(Stored dataset items)
★ ★ ★

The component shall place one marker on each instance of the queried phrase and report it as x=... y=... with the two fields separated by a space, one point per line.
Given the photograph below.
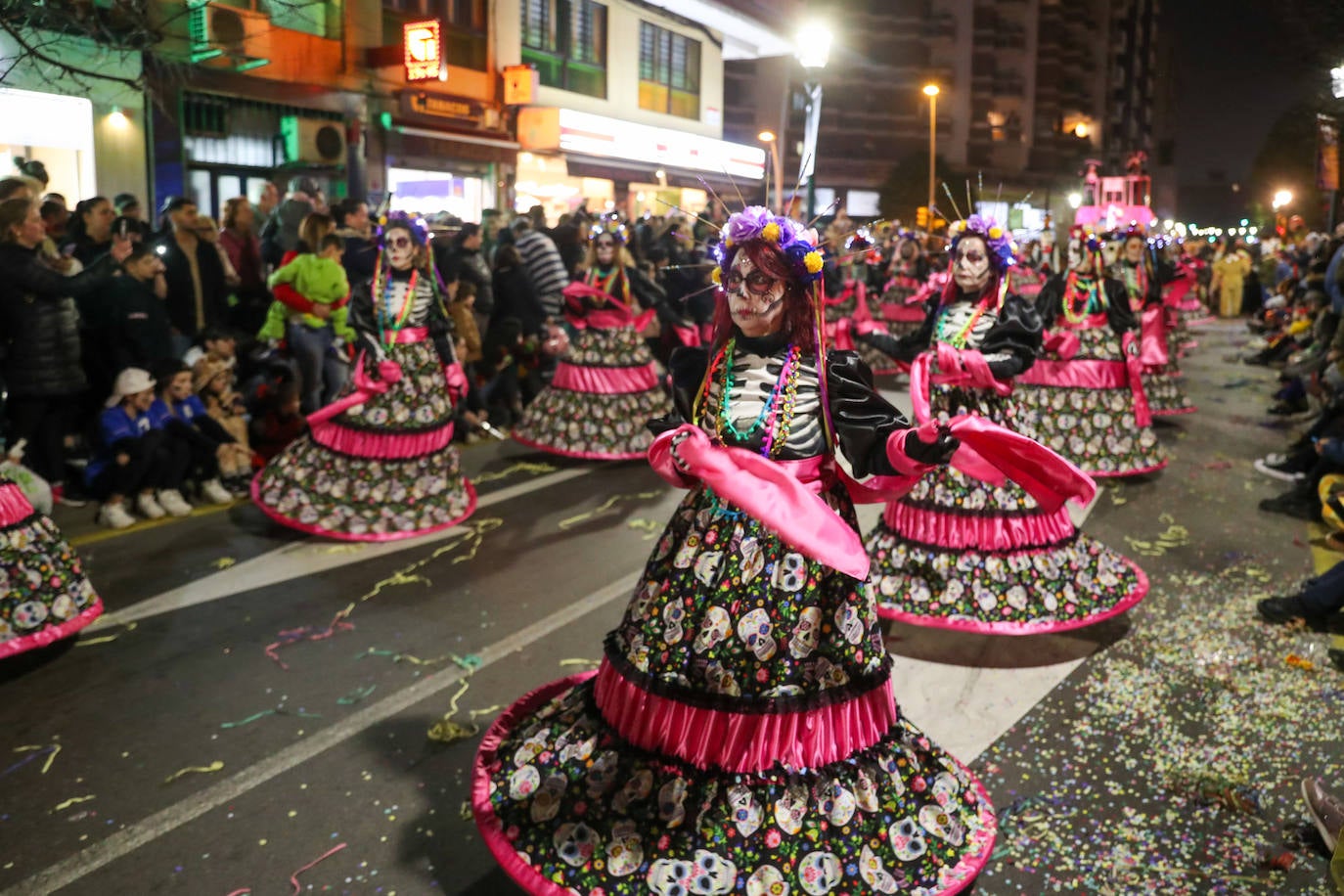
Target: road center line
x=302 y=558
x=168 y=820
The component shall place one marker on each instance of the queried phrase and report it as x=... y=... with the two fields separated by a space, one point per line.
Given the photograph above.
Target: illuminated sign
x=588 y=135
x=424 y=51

★ ★ ★

• _Activity_:
For this exercise, copy word for word the line that contains "Given the photograph above." and every line after it, ending with the last line of the entries above.

• _Written response_:
Given the photograph above.
Target: illuminated sign
x=588 y=135
x=424 y=51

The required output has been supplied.